▶ [CEL ĆWICZENIA] Przepisz wiernie, wiersz po wierszu, wszystkie poniższe rekordy. Obrazy pomiń.

Rekordy z adnotacjami pozycji
== == ==
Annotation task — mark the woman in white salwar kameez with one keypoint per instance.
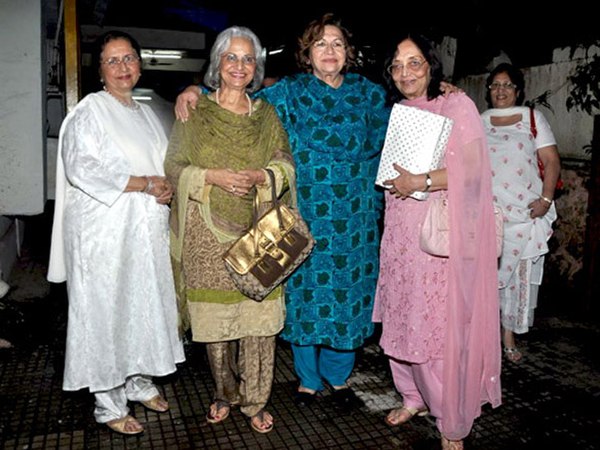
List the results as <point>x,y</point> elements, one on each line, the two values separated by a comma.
<point>526,200</point>
<point>110,243</point>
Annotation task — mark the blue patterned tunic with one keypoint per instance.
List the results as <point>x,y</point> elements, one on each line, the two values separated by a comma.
<point>336,136</point>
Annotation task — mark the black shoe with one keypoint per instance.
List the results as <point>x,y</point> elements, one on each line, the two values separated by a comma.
<point>346,398</point>
<point>304,399</point>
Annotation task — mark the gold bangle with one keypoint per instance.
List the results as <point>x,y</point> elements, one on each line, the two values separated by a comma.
<point>149,185</point>
<point>428,182</point>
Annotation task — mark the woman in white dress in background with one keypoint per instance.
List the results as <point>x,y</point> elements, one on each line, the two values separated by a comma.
<point>110,242</point>
<point>526,200</point>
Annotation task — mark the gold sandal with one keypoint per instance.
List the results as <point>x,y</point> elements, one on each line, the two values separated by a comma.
<point>405,413</point>
<point>121,425</point>
<point>156,404</point>
<point>513,354</point>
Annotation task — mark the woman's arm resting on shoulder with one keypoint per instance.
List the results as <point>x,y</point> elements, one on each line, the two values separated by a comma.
<point>188,98</point>
<point>448,89</point>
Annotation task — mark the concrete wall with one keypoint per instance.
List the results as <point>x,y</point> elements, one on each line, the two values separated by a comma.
<point>22,117</point>
<point>572,129</point>
<point>564,272</point>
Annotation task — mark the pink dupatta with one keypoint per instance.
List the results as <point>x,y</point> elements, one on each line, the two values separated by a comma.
<point>472,354</point>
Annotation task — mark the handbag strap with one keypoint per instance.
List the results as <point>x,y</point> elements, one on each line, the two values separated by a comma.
<point>275,203</point>
<point>532,122</point>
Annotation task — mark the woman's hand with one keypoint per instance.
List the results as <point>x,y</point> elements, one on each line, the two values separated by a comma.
<point>403,185</point>
<point>187,99</point>
<point>448,89</point>
<point>539,207</point>
<point>236,183</point>
<point>160,188</point>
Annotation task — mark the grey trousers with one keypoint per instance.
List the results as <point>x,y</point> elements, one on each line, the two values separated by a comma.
<point>243,371</point>
<point>112,404</point>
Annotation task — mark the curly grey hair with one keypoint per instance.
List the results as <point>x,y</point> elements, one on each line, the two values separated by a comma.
<point>212,77</point>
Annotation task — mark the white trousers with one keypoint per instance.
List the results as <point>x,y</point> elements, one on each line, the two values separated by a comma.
<point>112,404</point>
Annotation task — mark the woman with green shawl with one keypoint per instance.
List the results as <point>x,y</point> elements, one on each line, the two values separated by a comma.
<point>217,160</point>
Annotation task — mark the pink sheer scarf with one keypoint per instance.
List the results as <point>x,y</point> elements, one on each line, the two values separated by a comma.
<point>472,353</point>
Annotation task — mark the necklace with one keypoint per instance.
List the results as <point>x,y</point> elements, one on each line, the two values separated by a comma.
<point>133,106</point>
<point>247,98</point>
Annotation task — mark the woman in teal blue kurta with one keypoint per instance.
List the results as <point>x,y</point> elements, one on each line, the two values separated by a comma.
<point>336,124</point>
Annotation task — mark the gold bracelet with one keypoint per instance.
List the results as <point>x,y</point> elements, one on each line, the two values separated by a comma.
<point>149,185</point>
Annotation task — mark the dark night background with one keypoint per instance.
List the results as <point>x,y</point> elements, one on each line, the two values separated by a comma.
<point>527,31</point>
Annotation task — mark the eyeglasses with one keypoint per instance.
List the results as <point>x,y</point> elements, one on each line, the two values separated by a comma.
<point>413,65</point>
<point>247,60</point>
<point>336,45</point>
<point>115,61</point>
<point>496,85</point>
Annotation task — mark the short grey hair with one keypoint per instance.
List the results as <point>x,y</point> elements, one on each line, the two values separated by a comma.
<point>212,78</point>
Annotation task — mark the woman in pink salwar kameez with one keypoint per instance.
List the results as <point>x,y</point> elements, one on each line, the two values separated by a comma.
<point>440,321</point>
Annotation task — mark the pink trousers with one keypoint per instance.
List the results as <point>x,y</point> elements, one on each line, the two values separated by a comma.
<point>420,385</point>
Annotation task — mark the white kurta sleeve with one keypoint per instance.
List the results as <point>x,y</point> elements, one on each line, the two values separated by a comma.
<point>95,168</point>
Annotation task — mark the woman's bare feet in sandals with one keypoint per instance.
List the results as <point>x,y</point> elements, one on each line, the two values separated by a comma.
<point>262,422</point>
<point>125,425</point>
<point>218,412</point>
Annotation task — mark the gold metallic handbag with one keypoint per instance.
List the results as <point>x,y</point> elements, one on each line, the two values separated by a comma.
<point>276,244</point>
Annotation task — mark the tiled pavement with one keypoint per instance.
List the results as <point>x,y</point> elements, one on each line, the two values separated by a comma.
<point>550,400</point>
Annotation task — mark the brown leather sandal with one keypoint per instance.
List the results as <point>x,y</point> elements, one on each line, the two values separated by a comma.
<point>218,406</point>
<point>125,425</point>
<point>156,404</point>
<point>263,426</point>
<point>402,415</point>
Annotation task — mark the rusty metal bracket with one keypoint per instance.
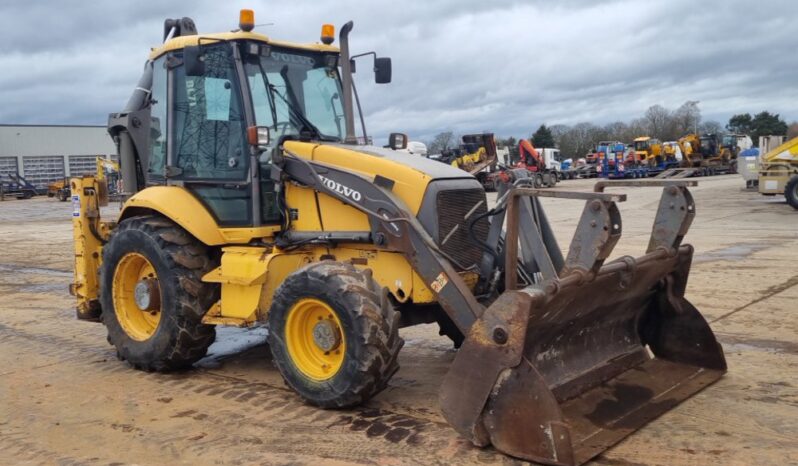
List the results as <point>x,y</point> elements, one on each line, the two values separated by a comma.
<point>598,231</point>
<point>601,185</point>
<point>674,215</point>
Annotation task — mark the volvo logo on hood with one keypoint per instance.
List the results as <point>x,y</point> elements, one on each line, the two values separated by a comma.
<point>346,191</point>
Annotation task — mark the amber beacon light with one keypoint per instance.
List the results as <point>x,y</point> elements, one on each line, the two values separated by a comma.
<point>327,34</point>
<point>246,20</point>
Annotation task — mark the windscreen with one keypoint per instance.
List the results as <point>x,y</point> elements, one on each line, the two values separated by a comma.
<point>295,91</point>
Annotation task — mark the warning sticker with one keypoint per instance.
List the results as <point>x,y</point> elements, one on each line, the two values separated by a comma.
<point>439,283</point>
<point>76,206</point>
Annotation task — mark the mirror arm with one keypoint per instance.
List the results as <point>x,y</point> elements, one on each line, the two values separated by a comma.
<point>360,112</point>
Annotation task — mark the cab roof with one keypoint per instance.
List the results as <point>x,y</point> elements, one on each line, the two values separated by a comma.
<point>181,42</point>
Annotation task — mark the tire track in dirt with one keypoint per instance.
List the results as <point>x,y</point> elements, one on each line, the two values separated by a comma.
<point>396,431</point>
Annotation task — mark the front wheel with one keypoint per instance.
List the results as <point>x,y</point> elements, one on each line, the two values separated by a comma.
<point>791,191</point>
<point>334,335</point>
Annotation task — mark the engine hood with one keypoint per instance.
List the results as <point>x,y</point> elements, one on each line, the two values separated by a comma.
<point>411,174</point>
== == ==
▶ [PEŁNE ROZWIĄZANIE]
Annotation task — mark the woman in white salwar kameez with one keypoint per instance.
List the results as <point>x,y</point> elements, one on each line, the two values separated by a comma.
<point>526,200</point>
<point>110,243</point>
Annotation task — mark the blue patterned tunic with one keypoint per instance.
List the results as <point>x,y</point> elements, one on each line, the two values separated by a comma.
<point>336,136</point>
Annotation task — mark the black shoe with one keypoint per instance.
List the results as <point>x,y</point> elements, one on each line, the two values separated by a comma.
<point>346,398</point>
<point>304,399</point>
Annotation task — mark the gold bangle with one keypoint per instance.
List the results as <point>x,y</point> elements, one on each line, the two values separated by a comma.
<point>149,185</point>
<point>428,182</point>
Annotation task — mark the woman in white dress in background with one keypoint per instance.
List the results as <point>x,y</point> elements, one on each line, the two values separated by a comma.
<point>110,242</point>
<point>526,200</point>
Annotation task — mark the gold sandal with one keypoint per instance.
List the results as <point>x,y</point> elements, one on each line, the two values separated by a comma.
<point>405,413</point>
<point>121,425</point>
<point>156,404</point>
<point>513,354</point>
Annotation task — mark the woman's arm resting on shoulder with one keypoint per instance.
List the results as <point>x,y</point> elements, one on each line, the two values separated by a comma.
<point>188,98</point>
<point>448,89</point>
Annotation task — mark the concrete wall with one keypoint per instance.
List the results as <point>x,y</point> elements, one on each line, the two values separated by a comma.
<point>22,117</point>
<point>572,129</point>
<point>564,272</point>
Annotation task — mark the pink dupatta with one keypoint per instance.
List the results as <point>x,y</point> elements, one on each line, the two values separated by a comma.
<point>472,354</point>
Annotation task — mark the handbag strap with one keypoint per instance.
List the results as <point>x,y</point> elements, one on each line, the two values separated by a comma.
<point>275,203</point>
<point>532,122</point>
Annotation task — mark the woman's hand with one keypoint per instance.
List the results as <point>x,y</point> elements, one on each line, the two values separated by a comma.
<point>403,185</point>
<point>187,99</point>
<point>448,89</point>
<point>539,207</point>
<point>236,183</point>
<point>160,188</point>
Annotation task — mark the grey trousers with one keypoint per instance.
List the results as <point>x,y</point> elements, one on each line, the two values separated by a comma.
<point>243,371</point>
<point>112,404</point>
Annotation task — mark the curly grey hair with one keypoint per instance.
List the results as <point>x,y</point> elements, one on each line, the two values separated by a comma.
<point>212,77</point>
Annotation task — mark the white trousers with one keypoint per instance.
List the results as <point>x,y</point> elements, one on each line, the two values separated by a comma.
<point>112,404</point>
Annotation task — mark the woman with green shawl with one keypoint per instance.
List the results as <point>x,y</point> elements, one on each line, the two values separated by a comma.
<point>217,160</point>
Annotation task — mark the pink sheer scarf with one keypoint per instance.
List the results as <point>x,y</point> elements, one on each line, the two values separated by a comma.
<point>472,353</point>
Annotation task — mark the necklace with one keypoint per instance.
List the results as <point>x,y</point> elements, one on each line, the two values separated by a comma.
<point>133,106</point>
<point>247,98</point>
Annotation task — mark the woman in teal blue kurta with one keypoint per instance.
List the results as <point>x,y</point> elements, one on each line, the two values separated by a comma.
<point>336,124</point>
Annotation task — mark the gold bracelet with one keypoint per instance.
List the results as <point>x,y</point> elements, one on each line, the two values separated by a comma.
<point>149,185</point>
Annotation task — mark the dark night background with one keypoint per instance.
List the results as <point>x,y</point> elements, one on each line, the two values separated by a comma.
<point>527,31</point>
Annotation task — mark the eyeglasses with one keypoint per instance.
List the results as <point>x,y</point> elements, one on each line, the two values separated by a comma.
<point>413,65</point>
<point>247,60</point>
<point>336,45</point>
<point>115,61</point>
<point>496,85</point>
Annotation task — mark the short grey hair with one keypoint per instance.
List the results as <point>x,y</point> elements, one on each line, the two values separated by a comma.
<point>212,78</point>
Annotation task — mark the woman in pink salwar kameez with one keypoint per instance.
List the results as <point>x,y</point> elements, one on each line, the two values separated by a comma.
<point>440,321</point>
Annotation task — mark the pink trousers with one keypoint per instance.
List the results as <point>x,y</point> elements, one on each line, the two values separated by a comma.
<point>420,385</point>
Annotation task — mark the white kurta sleeve with one keypoint per instance.
List the results as <point>x,y</point> elements, one on each line, the two values separated by a comma.
<point>95,168</point>
Annotation task — mark the woman's bare feet in sandals with one keypoint per instance.
List the results as <point>x,y</point> elements, one on each line, the two values separated by a comma.
<point>262,422</point>
<point>125,425</point>
<point>218,412</point>
Annotation task — mark the gold metallic handbag with one keypoint per instance.
List the results as <point>x,y</point> elements, one on each line, the two values separated by a comma.
<point>276,244</point>
Annotation task — mark the tiled pavement with one keypoint per instance.
List the results as <point>x,y</point> elements, one on each line, the two values separated by a comma.
<point>550,400</point>
Annotation task — mark the brown leather sandal with one keypoint per instance.
List the results as <point>x,y</point> elements, one on each line, the two values separated by a comma.
<point>218,406</point>
<point>125,425</point>
<point>156,404</point>
<point>263,426</point>
<point>402,415</point>
Annotation task — mark the rusty metal bracket with one keypoint per instance.
List the results as <point>x,y</point> elements, one on each line, the two values separated by a comma.
<point>598,231</point>
<point>601,185</point>
<point>674,215</point>
Annotation task — mark the volvo logo on hood with one keypoint per instance.
List the results as <point>x,y</point> elements, one on each line, the two values separated by a comma.
<point>346,191</point>
Annotation task — mark the amber beacon light with one keypoint per instance.
List the results as <point>x,y</point> elements, one on each line, the two values separated by a comma.
<point>327,34</point>
<point>246,20</point>
Annotation task — mark the windscreen with one keypoint per instance.
List the results as <point>x,y</point> elements, one on each line, the two values separated by a comma.
<point>295,91</point>
Annotation task — mark the warning sticker with one keypoint per instance.
List the results as <point>x,y</point> elements, one on each line, the two values separated by a comma.
<point>439,283</point>
<point>76,206</point>
Annotation task — mark the mirror arm with one keypoint per instance.
List the results as <point>x,y</point> elements, one on each line, the two values separated by a comma.
<point>360,112</point>
Annotation task — mark the cab roof with one keypoint per instance.
List the results as <point>x,y</point> elements, one on each line, the two values separated by a comma.
<point>181,42</point>
Annotation task — mark the tire track in dirt with one keypoint per instance.
List the results as <point>x,y</point> elements, one on each line, the two values separated by a comma.
<point>396,431</point>
Annotation task — mark the front wheel with one keypoint per instance.
List the results as <point>x,y</point> elements, one on each line, the two values separated by a comma.
<point>791,191</point>
<point>334,335</point>
Annotation task — mark the engine hood with one keypoint per instance.
List the results as <point>x,y</point> elements, one on each line, the two values separated by a comma.
<point>411,174</point>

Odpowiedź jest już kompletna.